**Passage**.
>>>
HOW DO BACTERIA CONTROL THE ATMOSPHERE?
Microorganisms regulate atmospheric composition by consuming and producing various climate-relevant trace gases. For example, soil bacteria consume over 300 million tonnes of hydrogen and carbon monoxide from the atmosphere each year — they scavenge these gases using high-affinity metalloenzymes and use them as alternative energy sources for persistence. Other microorganisms regulate methane and carbon dioxide levels.
We have collected evidence that scavenging of atmospheric trace gases is widespread among microorganisms. We are now performing interdisciplinary studies to better understand the biochemical basis, physiological role, and ecological significance of trace gas scavenging and other gas-cycling processes. The knowledge is being used to help predict and mitigate greenhouse gas emissions.
Major projects
1. How do bacteria scavenge hydrogen and carbon monoxide? (ARC Discovery Project, 2020 – 2022)
2. Interactions between eutrophication and greenhouse gas production (ARC Discovery Project, 2021 – 2023)
3. Strategies to reduce methane emissions from livestock and agricultural soils (Global Research Alliance on Agricultural Greenhouse Gases)
4. Engineering bacteria to convert mixed waste gases into bioproducts (Monash Energy Institute Project)
Research team
Staff: Dr Sean Bay (postdoc), Dr Paul Cordero (postdoc), Ashleigh Kropp (research assistant)
Students: Bob Leung (PhD), David Gillett (PhD), Tess Hutchinson (PhD), Maha Alharbi (PhD), James Archer (Honours)
Collaborators: Prof Perran Cook, Dr Philipp Nauer, Dr Eleonora Chiri, A/Prof Matthew Stott, Dr Carlo Carere, Prof Holger Daims, Prof Rod Mackie, Dr Laura Meredith, Prof Damien Maher, Prof Scott Johnston, Prof Stefan Arndt, Dr Xiyang Dong, Prof Casey Hubert, Prof Graeme Attwood, Dr Min Wang
Previous findings
By pairing biogeochemical and microbiological analysis, we have revealed the dynamics of atmospheric methane cycling across diverse ecosystems, spanning ruminants, wetlands, oil seeps, termite mounds, and even trees (ISME J 2019, Nature Comms 2019, ISME J 2020a, Nature Comms 2021, New Phytologist 2021). Moreover, we have uncovered another phylum capable of mitigating methane emissions (Nature Microbiol 2021) and shown the methane-oxidising bacteria are a highly metabolically versatile group (ISME J 2016, ISME J 2017).
Figure: Example of our work on greenhouse gas metabolism. Genome survey revealing diverse pathways and organisms control the consumption and production of H2 in ruminants, and in turn influence substrate availability for methane-producing archaea (ISME J 2019).
More broadly, we are at forefront of resolving the mediators of the hydrogen and carbon monoxide cycles. We have shown that dormant soil microorganisms consume atmospheric hydrogen and carbon monoxide as dependable energy sources and resolved the enzymatic pathways involved (PNAS 2014a, PNAS 2014b, PNAS 2015, Nature 2017, ISME J 2019b, ISME J 2019c, ISME J 2020).
<<<
**Source information**.
>>>
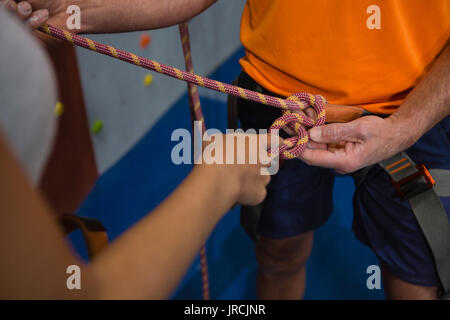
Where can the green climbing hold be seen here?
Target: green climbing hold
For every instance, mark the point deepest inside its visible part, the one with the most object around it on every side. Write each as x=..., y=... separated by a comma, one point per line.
x=97, y=127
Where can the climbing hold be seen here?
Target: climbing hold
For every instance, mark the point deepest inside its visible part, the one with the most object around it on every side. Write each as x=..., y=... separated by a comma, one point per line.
x=59, y=108
x=97, y=127
x=145, y=40
x=148, y=80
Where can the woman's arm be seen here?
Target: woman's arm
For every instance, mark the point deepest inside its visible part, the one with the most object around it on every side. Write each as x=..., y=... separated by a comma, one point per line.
x=147, y=261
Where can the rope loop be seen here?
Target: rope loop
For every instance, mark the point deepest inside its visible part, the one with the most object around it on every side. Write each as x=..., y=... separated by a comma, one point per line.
x=299, y=123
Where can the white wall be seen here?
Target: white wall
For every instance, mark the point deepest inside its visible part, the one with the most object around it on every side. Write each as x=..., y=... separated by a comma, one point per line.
x=114, y=90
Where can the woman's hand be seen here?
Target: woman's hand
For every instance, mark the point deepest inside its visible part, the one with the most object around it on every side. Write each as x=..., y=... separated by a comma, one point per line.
x=243, y=170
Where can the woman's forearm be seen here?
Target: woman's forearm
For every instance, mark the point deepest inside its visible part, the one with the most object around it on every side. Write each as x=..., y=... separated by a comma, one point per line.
x=103, y=16
x=149, y=260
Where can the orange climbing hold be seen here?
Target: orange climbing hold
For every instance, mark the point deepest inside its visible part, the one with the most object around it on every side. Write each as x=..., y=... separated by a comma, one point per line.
x=145, y=40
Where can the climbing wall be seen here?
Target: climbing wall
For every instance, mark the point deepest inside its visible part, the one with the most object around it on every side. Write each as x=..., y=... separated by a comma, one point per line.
x=116, y=95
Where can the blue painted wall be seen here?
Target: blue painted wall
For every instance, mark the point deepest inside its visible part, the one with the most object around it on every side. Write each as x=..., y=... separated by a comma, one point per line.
x=146, y=175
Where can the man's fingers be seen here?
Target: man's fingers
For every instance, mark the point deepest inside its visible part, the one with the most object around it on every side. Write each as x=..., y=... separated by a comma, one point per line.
x=10, y=4
x=38, y=18
x=335, y=133
x=324, y=158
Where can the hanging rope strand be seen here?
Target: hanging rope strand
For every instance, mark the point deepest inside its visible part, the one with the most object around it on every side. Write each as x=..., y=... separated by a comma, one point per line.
x=196, y=115
x=291, y=148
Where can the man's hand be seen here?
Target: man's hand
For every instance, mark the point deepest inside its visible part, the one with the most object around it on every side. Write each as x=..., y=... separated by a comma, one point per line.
x=25, y=12
x=347, y=147
x=37, y=12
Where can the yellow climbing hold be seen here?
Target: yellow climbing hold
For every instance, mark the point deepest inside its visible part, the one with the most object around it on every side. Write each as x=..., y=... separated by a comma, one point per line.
x=148, y=80
x=59, y=108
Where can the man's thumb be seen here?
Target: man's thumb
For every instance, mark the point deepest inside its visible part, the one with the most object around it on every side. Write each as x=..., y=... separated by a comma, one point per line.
x=332, y=133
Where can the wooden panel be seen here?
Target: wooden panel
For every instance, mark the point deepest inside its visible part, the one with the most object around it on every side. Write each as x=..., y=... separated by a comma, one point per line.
x=71, y=169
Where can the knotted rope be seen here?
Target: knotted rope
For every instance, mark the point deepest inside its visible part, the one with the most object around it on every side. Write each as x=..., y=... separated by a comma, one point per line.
x=292, y=147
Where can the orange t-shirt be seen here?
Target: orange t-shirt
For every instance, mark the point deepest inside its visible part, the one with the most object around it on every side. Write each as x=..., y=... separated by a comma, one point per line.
x=325, y=47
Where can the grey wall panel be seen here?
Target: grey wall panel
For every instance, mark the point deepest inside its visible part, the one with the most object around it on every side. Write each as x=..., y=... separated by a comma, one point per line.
x=114, y=90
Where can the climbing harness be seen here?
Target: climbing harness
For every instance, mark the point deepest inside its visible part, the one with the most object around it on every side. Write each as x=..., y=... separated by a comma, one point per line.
x=291, y=148
x=422, y=188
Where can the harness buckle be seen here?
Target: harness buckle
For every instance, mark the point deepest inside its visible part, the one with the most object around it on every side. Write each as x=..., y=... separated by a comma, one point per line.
x=414, y=184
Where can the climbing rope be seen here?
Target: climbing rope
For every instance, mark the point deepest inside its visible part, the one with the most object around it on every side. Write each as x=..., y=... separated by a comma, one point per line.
x=291, y=148
x=196, y=115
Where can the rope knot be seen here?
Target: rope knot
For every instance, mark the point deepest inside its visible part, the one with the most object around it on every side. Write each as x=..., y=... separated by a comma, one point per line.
x=299, y=122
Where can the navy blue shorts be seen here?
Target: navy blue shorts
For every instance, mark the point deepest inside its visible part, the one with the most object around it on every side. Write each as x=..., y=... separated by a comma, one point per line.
x=381, y=220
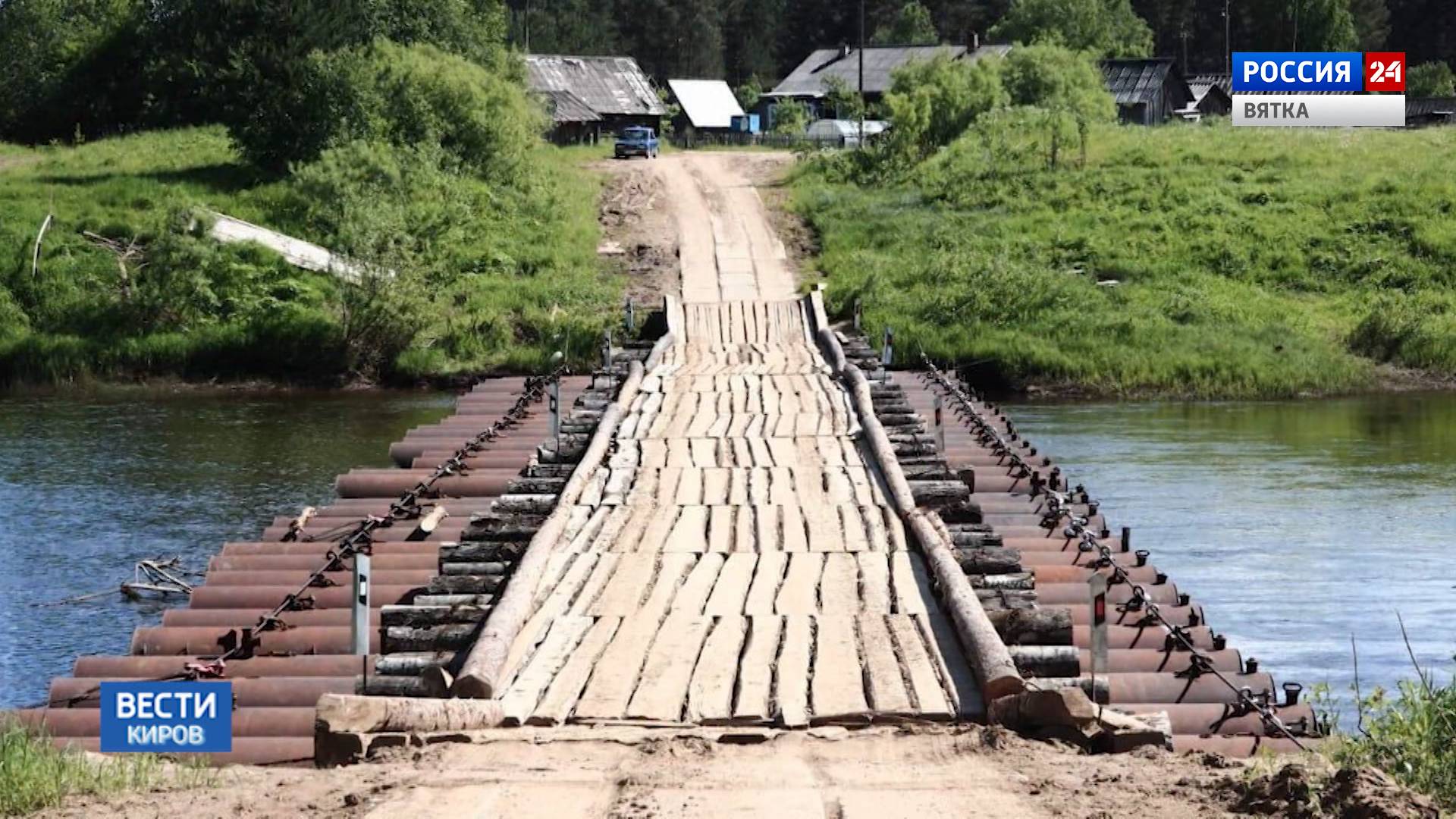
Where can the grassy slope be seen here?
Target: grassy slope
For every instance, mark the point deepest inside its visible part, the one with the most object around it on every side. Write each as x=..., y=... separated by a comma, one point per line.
x=552, y=295
x=1251, y=262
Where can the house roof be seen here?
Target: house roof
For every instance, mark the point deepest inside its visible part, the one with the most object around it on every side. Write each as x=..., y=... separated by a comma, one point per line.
x=1136, y=82
x=1201, y=83
x=566, y=107
x=708, y=104
x=607, y=85
x=880, y=63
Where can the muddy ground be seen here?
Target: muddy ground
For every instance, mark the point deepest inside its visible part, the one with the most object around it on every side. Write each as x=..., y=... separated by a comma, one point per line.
x=880, y=773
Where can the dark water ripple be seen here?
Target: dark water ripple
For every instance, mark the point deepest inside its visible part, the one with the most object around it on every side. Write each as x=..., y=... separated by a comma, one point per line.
x=1296, y=525
x=91, y=484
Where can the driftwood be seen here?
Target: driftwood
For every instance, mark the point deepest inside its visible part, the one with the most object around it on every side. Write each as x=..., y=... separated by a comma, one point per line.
x=984, y=649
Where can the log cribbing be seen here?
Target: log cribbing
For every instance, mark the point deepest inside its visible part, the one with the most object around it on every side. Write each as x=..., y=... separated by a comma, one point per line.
x=984, y=648
x=481, y=673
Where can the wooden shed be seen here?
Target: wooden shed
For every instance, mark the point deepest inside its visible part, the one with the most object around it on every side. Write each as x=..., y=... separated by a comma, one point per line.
x=1147, y=93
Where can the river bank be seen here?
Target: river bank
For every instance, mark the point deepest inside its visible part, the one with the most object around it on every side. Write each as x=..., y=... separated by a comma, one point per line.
x=1178, y=262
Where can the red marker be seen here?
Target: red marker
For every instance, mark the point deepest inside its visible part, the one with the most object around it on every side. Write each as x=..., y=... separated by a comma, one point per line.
x=1385, y=71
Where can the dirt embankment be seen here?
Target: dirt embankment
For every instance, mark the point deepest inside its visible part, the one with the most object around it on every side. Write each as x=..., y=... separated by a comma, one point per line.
x=823, y=774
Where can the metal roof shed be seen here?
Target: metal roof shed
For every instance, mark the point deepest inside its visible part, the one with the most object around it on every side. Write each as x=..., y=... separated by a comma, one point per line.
x=707, y=104
x=612, y=86
x=1147, y=91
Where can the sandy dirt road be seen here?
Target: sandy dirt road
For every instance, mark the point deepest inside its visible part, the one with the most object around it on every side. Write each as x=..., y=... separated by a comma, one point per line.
x=705, y=203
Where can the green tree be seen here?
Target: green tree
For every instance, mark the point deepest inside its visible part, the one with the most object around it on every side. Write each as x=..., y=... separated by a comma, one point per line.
x=69, y=66
x=1372, y=20
x=932, y=102
x=1065, y=85
x=1107, y=28
x=910, y=27
x=1430, y=79
x=1321, y=25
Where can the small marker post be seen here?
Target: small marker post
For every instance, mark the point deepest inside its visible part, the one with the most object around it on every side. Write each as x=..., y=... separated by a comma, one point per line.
x=359, y=624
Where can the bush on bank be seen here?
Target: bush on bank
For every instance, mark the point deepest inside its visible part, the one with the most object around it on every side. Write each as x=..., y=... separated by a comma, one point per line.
x=1181, y=260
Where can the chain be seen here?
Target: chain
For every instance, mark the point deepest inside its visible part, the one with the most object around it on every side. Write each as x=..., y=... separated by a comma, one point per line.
x=359, y=541
x=1057, y=509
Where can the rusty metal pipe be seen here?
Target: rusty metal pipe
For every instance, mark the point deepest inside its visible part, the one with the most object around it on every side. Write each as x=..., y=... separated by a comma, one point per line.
x=275, y=691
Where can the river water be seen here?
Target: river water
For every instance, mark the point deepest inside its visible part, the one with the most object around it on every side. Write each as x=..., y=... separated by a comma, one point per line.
x=92, y=483
x=1296, y=525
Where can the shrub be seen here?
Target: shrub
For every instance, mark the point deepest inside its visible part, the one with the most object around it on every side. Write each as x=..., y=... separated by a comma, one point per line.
x=1106, y=28
x=932, y=102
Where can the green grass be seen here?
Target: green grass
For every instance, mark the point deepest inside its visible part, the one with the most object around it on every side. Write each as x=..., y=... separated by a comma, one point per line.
x=492, y=279
x=36, y=774
x=1408, y=733
x=1248, y=261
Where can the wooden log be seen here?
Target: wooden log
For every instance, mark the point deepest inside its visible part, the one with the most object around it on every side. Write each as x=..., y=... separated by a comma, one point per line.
x=1034, y=627
x=525, y=504
x=481, y=672
x=937, y=493
x=343, y=713
x=428, y=523
x=1019, y=582
x=431, y=615
x=481, y=551
x=986, y=651
x=487, y=569
x=520, y=528
x=536, y=485
x=1047, y=661
x=450, y=637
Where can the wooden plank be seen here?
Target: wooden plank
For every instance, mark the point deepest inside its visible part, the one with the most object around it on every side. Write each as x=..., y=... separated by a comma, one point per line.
x=921, y=672
x=693, y=594
x=766, y=529
x=672, y=569
x=615, y=676
x=629, y=583
x=689, y=487
x=903, y=580
x=603, y=570
x=691, y=531
x=795, y=539
x=710, y=695
x=658, y=528
x=874, y=582
x=715, y=487
x=756, y=668
x=781, y=485
x=739, y=482
x=767, y=575
x=855, y=537
x=944, y=649
x=792, y=679
x=526, y=689
x=663, y=692
x=887, y=687
x=745, y=539
x=667, y=484
x=877, y=535
x=720, y=528
x=837, y=689
x=731, y=591
x=800, y=591
x=564, y=691
x=839, y=588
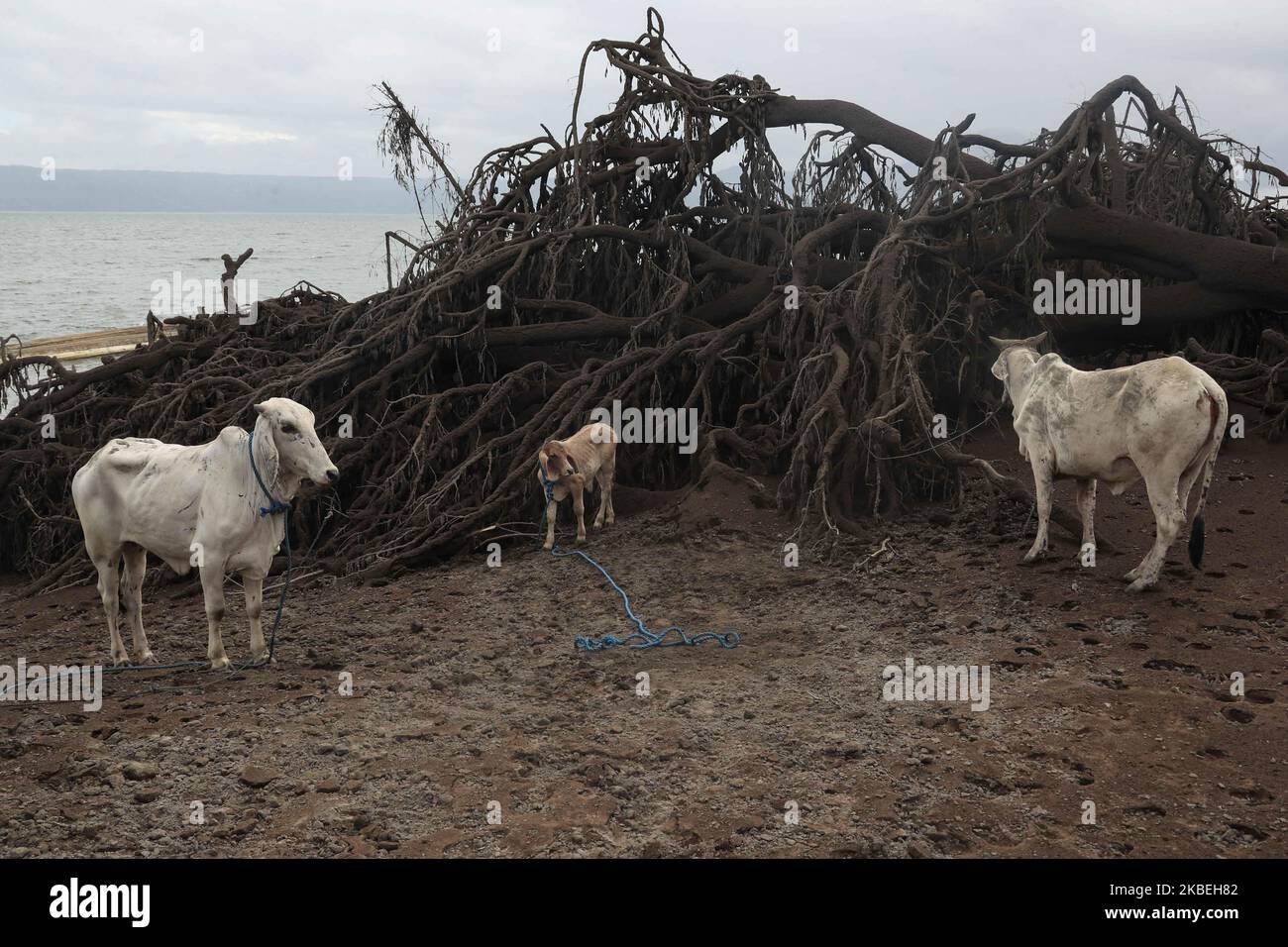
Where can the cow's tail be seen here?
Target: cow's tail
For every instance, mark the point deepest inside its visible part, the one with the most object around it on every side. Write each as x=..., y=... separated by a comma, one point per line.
x=1220, y=412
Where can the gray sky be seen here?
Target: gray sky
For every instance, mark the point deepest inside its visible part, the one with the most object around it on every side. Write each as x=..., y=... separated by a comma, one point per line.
x=286, y=88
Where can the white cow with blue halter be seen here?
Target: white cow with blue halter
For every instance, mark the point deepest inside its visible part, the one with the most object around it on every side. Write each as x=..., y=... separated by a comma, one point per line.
x=217, y=506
<<<
**Exercise requirements**. Update the passage on how bacteria control the atmosphere by writing out everything from "Microorganisms regulate atmospheric" down to "carbon dioxide levels." with "alternative energy sources" changed to "backup energy sources".

**Solution to the problem**.
Microorganisms regulate atmospheric composition by consuming and producing various climate-relevant trace gases. For example, soil bacteria consume over 300 million tonnes of hydrogen and carbon monoxide from the atmosphere each year — they scavenge these gases using high-affinity metalloenzymes and use them as backup energy sources for persistence. Other microorganisms regulate methane and carbon dioxide levels.